### Challenge
Retype everything in the data below, from the line containing "Where can the red" down to the end of the data, keeping every line unchanged.

* * * *

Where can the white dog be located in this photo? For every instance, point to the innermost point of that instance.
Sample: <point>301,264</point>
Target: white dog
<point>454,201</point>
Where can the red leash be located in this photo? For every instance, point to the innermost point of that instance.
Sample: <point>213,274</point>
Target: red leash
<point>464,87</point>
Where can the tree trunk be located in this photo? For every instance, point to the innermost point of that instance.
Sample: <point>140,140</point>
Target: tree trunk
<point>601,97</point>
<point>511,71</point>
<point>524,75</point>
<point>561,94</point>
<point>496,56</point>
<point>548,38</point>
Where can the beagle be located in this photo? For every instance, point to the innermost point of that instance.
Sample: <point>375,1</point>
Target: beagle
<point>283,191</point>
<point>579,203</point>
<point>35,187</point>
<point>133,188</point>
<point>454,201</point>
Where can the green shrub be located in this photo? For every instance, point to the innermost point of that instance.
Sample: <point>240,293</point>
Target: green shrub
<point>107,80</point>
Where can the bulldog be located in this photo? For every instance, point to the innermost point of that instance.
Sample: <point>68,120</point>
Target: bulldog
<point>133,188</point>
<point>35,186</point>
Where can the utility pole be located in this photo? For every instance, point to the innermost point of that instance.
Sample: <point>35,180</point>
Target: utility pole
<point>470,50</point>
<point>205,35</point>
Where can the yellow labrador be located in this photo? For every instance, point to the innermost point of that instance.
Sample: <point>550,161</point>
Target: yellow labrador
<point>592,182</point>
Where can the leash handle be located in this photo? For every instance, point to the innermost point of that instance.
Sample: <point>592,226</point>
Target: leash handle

* * * *

### Task solution
Where can the red leash be located in this photo? For every instance, point to the innermost point of that instance.
Sample: <point>213,274</point>
Target: red leash
<point>464,87</point>
Where can the tree trunk be located in this photo? For every instance, point to the innermost point of that instance.
Sample: <point>140,140</point>
Target: tree trunk
<point>601,97</point>
<point>511,71</point>
<point>524,75</point>
<point>561,94</point>
<point>496,56</point>
<point>548,38</point>
Where can the beagle be located in this photo? For every instance, point to the innermost point of that instance.
Sample: <point>375,1</point>
Target: beagle
<point>283,191</point>
<point>579,203</point>
<point>35,187</point>
<point>133,188</point>
<point>454,201</point>
Where can the green shrub be located in this photo? For every instance, point to the innermost point of that instance.
Sample: <point>240,293</point>
Target: green shrub
<point>107,80</point>
Where can the bulldog be located in this photo? For every instance, point to the innermost point of that instance.
Sample: <point>68,120</point>
Target: bulldog
<point>133,188</point>
<point>35,186</point>
Where can the utility pole be located in this photo? For every instance, point to the innermost point of that instance.
Sample: <point>35,180</point>
Target: utility pole
<point>470,50</point>
<point>205,35</point>
Where can the yellow labrador be located in this photo? For every instance, point to the innermost point of that instance.
Sample: <point>550,161</point>
Target: yellow labrador
<point>592,182</point>
Where can the leash handle be located in this photo? For every instance, point to the innermost point of that instance.
Sample: <point>592,226</point>
Target: leash handle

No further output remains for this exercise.